- 文書:
########################################
所長室から
2025年も、よろしくお願い申し上げます
明けましておめでとうございます。本年も、どうぞよろしくお願い申し上げます。
昨2024年も、皆さまから、温かい応援やご支援をたくさんいただき、所員が力を合わせて1年間の活動を展開してきました。ご声援やご鞭撻に、厚く御礼申し上げます。
新しい年には、本大学における研究高度化第4期中期計画の最終年度がやってきます。4月からの新年度によって、R2030チャレンジデザインがめざしている次世代研究大学へ向かって進む10年間のちょうど半分が終わるわけで、立命館アジア・日本研究機構も、その傘下の本研究所も、第4期中期計画を有意義に完了して、その先に進むべく、研究活動、成果発信、国際連携に力を入れていきたいと思います。
########################################
[ラベル付き領域の輪郭項目]
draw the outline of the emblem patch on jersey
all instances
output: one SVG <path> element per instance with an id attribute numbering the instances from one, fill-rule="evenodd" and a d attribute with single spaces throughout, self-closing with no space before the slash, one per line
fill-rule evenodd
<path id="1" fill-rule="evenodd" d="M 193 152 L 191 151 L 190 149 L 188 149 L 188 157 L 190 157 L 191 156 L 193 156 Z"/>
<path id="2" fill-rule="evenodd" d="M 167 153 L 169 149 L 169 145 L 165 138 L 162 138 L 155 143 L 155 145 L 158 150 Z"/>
########################################
- 作業課題: 上の新年のあいさつ文から、「新しい年には、本大学における」から「を入れていきたいと思います。」までをすべて、一字一句変えずに書き写してください。

- 解答例:
新しい年には、本大学における研究高度化第4期中期計画の最終年度がやってきます。4月からの新年度によって、R2030チャレンジデザインがめざしている次世代研究大学へ向かって進む10年間のちょうど半分が終わるわけで、立命館アジア・日本研究機構も、その傘下の本研究所も、第4期中期計画を有意義に完了して、その先に進むべく、研究活動、成果発信、国際連携に力を入れていきたいと思います。